Saved entries:
⟨
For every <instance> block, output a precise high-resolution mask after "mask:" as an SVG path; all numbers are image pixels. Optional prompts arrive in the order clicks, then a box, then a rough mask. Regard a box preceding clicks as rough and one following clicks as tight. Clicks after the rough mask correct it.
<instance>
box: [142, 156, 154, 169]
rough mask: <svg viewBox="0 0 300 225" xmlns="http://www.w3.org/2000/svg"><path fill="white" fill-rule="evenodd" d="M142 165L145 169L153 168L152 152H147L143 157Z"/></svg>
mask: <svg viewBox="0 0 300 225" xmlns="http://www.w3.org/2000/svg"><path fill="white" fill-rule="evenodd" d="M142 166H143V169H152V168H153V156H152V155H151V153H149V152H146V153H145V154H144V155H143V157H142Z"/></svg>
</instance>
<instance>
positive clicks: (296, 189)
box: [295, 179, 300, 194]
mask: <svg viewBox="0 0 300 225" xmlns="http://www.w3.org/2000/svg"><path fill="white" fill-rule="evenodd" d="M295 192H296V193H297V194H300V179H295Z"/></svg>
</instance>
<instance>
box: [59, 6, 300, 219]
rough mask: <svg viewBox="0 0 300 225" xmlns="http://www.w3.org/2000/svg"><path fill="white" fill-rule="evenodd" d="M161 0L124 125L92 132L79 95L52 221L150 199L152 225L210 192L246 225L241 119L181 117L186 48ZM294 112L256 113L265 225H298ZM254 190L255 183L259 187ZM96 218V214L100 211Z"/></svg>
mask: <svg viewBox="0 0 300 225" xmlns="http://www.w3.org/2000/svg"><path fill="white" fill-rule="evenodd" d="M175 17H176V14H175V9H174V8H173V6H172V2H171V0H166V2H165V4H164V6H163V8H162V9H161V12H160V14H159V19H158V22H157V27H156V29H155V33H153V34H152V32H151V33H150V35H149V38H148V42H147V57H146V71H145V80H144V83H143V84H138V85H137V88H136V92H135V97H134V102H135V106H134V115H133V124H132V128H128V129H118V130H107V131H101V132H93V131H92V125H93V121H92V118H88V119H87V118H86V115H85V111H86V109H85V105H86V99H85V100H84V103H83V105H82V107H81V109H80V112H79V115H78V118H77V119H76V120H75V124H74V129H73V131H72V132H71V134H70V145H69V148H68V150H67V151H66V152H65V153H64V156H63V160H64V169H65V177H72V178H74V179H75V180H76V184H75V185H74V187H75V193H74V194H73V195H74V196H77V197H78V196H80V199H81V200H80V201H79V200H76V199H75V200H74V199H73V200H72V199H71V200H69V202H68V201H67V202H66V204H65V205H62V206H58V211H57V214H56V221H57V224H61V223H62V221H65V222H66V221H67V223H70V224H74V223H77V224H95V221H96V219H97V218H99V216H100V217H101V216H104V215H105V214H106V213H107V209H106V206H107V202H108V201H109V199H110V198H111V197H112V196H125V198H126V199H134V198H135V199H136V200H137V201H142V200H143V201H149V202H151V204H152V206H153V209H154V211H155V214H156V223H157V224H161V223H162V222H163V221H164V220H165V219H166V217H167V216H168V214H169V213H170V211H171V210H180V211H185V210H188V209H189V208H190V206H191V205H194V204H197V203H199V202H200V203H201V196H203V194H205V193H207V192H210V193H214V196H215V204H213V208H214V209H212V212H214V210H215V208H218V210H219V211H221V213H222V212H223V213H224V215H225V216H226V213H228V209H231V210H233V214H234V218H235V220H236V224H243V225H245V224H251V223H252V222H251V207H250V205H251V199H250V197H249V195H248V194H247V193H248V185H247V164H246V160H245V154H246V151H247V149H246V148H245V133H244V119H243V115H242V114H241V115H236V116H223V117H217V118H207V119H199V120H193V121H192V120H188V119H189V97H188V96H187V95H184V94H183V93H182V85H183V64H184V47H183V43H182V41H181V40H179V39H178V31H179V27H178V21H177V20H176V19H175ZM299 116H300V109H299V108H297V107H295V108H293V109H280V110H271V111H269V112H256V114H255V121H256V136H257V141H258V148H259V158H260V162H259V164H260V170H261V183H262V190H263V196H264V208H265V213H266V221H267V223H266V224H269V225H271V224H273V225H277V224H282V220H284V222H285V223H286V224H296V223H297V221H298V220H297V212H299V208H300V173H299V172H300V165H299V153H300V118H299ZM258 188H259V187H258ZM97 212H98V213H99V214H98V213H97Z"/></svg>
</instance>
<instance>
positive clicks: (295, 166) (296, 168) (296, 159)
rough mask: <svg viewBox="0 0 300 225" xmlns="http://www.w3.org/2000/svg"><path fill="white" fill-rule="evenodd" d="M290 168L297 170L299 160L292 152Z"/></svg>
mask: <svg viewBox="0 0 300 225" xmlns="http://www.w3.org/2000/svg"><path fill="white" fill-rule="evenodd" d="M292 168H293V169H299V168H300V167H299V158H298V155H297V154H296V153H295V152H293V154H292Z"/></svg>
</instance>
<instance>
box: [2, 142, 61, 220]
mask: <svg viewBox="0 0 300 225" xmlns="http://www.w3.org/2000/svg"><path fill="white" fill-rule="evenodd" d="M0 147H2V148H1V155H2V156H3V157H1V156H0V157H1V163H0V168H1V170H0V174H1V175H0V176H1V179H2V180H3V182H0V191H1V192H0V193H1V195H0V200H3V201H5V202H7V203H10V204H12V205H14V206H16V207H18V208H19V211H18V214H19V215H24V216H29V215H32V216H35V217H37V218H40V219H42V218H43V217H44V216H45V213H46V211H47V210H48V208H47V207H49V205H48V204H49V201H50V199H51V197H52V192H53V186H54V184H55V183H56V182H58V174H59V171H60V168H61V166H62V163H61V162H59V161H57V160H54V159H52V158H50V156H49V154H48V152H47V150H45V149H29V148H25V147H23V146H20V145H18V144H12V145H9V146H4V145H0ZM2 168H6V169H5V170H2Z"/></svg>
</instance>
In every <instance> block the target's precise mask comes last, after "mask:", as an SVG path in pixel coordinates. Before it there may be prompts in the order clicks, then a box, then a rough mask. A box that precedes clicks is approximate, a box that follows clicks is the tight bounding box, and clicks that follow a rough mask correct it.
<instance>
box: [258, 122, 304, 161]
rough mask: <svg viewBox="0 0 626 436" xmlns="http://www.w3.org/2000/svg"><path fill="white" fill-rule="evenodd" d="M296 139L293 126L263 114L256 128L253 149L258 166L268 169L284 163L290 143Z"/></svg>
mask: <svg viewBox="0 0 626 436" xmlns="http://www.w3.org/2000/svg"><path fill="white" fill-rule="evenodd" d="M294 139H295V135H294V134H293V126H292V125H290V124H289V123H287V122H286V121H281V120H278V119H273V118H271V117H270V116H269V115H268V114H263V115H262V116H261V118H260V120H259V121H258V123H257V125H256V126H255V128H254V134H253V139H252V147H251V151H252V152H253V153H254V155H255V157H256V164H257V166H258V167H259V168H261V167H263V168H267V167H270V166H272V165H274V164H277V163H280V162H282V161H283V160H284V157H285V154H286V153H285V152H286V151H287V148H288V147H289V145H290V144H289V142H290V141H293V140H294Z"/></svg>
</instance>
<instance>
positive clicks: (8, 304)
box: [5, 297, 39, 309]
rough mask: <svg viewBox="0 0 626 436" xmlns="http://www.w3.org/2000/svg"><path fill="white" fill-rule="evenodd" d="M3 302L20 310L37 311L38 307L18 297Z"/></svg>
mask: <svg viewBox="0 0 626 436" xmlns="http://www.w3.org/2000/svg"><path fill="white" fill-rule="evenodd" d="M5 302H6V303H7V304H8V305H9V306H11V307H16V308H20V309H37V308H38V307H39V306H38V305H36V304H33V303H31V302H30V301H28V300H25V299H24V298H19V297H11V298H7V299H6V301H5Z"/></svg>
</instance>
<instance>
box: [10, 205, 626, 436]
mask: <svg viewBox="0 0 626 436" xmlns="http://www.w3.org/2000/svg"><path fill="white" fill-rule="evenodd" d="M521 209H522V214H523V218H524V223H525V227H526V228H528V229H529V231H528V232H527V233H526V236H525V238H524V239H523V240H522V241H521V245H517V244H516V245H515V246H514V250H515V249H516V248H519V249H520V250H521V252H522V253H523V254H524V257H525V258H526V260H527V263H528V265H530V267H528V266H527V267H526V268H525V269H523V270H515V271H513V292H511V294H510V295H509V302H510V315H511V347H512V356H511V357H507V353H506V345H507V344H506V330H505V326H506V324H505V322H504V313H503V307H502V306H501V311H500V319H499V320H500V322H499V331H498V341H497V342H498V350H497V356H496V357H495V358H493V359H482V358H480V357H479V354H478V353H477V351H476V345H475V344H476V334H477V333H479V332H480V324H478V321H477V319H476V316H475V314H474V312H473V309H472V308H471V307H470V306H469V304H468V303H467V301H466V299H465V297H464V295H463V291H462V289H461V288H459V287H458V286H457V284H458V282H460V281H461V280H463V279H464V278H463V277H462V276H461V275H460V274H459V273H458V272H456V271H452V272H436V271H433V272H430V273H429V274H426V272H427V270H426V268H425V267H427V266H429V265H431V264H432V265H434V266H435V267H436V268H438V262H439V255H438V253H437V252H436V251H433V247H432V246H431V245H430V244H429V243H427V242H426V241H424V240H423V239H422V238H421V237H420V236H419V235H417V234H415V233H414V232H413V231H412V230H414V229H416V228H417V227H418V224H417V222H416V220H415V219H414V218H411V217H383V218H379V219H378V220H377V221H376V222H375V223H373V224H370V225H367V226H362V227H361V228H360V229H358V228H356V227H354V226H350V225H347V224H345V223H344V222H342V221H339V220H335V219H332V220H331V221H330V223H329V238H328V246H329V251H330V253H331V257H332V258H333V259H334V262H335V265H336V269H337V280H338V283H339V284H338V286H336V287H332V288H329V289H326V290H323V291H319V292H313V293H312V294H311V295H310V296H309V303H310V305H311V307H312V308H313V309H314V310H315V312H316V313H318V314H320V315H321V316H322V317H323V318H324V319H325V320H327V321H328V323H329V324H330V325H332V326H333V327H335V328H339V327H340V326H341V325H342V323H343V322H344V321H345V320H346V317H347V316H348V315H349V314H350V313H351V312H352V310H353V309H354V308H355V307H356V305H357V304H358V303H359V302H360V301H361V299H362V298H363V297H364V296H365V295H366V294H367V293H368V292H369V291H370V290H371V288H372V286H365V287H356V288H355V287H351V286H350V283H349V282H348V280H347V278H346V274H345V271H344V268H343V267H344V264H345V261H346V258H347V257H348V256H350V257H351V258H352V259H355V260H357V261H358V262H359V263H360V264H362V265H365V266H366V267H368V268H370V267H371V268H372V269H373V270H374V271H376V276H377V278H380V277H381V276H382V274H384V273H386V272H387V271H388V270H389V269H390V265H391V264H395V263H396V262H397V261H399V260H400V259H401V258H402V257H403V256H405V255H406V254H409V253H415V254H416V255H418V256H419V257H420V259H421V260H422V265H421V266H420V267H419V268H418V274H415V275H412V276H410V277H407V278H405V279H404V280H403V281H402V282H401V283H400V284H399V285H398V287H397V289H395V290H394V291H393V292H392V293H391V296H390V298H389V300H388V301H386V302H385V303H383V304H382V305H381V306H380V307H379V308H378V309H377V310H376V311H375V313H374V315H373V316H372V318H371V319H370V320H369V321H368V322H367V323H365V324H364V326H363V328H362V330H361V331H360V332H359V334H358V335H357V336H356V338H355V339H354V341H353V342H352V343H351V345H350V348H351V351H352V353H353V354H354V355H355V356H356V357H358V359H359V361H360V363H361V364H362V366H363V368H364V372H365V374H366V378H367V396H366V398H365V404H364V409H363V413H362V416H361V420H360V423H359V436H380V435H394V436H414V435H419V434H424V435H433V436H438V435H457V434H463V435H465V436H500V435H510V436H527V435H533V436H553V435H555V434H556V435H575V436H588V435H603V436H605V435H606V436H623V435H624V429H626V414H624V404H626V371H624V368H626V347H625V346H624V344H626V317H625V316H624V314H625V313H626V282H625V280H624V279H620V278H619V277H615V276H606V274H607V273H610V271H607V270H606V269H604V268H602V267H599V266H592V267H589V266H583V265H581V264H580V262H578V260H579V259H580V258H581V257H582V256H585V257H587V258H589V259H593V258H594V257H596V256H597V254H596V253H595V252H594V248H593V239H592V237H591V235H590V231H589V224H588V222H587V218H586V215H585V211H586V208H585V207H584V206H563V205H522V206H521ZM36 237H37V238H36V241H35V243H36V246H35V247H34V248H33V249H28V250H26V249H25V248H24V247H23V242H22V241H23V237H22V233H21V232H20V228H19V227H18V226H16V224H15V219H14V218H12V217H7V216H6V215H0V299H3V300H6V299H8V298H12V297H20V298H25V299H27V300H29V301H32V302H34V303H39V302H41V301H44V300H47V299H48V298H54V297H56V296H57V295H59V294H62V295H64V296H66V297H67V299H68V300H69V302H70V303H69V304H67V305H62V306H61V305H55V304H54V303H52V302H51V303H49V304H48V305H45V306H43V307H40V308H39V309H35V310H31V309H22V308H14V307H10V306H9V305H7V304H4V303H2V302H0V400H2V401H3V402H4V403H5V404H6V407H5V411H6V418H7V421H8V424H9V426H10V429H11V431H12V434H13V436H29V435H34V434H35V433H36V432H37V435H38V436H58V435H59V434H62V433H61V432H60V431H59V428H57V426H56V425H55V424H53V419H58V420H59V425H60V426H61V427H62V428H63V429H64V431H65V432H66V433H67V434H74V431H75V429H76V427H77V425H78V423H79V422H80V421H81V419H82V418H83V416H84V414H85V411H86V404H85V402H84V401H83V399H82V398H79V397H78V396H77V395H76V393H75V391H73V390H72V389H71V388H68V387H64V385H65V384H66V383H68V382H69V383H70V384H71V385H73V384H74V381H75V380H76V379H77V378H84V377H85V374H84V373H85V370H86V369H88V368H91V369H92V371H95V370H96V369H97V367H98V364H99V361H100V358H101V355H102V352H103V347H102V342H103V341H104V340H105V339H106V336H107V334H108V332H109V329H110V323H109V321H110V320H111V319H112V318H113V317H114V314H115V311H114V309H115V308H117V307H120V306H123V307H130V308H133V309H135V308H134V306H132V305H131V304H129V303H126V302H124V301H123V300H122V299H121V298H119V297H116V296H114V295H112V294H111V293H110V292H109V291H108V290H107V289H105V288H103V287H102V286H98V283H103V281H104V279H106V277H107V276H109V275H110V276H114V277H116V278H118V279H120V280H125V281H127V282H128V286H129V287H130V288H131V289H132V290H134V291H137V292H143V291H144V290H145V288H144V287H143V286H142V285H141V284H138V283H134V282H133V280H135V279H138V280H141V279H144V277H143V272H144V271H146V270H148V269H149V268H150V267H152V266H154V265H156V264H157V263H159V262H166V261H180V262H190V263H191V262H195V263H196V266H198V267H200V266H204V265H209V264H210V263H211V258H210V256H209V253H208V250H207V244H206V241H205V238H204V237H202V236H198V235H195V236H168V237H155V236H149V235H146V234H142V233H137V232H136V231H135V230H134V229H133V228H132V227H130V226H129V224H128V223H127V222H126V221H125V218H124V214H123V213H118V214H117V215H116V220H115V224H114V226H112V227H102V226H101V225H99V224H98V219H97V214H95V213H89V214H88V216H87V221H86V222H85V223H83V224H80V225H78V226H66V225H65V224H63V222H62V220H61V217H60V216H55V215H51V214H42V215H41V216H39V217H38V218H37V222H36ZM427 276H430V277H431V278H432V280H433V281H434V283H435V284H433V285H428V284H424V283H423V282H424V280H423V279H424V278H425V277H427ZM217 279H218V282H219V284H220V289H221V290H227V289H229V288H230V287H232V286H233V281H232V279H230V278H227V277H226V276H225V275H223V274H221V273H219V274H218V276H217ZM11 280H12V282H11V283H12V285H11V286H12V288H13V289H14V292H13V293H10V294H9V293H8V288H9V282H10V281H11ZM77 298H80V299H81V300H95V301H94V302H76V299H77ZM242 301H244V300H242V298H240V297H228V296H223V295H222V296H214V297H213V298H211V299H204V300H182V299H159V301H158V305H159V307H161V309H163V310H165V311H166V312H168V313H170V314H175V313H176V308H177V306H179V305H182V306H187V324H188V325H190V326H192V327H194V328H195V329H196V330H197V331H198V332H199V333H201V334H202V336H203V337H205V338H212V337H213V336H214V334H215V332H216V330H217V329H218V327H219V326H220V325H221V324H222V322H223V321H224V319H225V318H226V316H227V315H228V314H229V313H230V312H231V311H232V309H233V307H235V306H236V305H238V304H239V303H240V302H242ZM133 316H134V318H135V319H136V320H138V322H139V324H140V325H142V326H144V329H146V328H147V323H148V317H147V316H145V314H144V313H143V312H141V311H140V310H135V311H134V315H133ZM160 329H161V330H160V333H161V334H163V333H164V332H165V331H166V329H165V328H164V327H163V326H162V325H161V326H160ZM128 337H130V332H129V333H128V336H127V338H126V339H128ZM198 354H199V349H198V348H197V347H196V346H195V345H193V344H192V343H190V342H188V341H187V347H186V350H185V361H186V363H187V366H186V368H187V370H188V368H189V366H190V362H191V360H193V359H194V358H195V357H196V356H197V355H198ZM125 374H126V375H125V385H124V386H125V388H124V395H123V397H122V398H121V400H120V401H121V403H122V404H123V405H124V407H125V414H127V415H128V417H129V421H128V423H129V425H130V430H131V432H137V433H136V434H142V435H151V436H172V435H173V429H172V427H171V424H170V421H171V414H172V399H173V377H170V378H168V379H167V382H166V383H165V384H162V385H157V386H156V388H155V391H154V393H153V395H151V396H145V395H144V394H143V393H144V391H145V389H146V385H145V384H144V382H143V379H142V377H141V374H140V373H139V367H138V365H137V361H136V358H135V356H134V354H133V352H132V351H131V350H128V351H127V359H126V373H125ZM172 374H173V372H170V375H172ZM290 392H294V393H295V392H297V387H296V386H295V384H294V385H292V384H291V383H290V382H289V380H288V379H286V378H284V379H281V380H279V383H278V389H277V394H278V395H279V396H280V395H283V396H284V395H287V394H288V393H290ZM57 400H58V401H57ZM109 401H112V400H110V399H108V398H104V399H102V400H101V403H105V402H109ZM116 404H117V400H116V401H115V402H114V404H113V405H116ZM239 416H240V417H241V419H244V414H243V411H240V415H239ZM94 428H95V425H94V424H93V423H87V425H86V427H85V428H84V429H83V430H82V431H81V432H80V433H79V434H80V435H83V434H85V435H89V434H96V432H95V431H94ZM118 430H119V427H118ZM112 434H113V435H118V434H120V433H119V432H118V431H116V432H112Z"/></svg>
⟩
**WHAT TO PRODUCE**
Please rewrite the rows from the start up to and including the line with "165L145 169L153 168L152", replacing "rough mask" with "coarse mask" and leaving everything else unchanged.

**SOLUTION TO THIS PROBLEM**
For every <instance> block, output a precise high-resolution mask after "mask:" as an SVG path; all numbers are image pixels. Optional prompts arrive in the order clicks, then a box, then a coarse mask. Regard a box preceding clicks as rough and one following clicks as tight. Clicks after the coarse mask correct it.
<instance>
box: [142, 156, 154, 169]
coarse mask: <svg viewBox="0 0 300 225" xmlns="http://www.w3.org/2000/svg"><path fill="white" fill-rule="evenodd" d="M142 165L145 169L153 168L152 152H147L143 157Z"/></svg>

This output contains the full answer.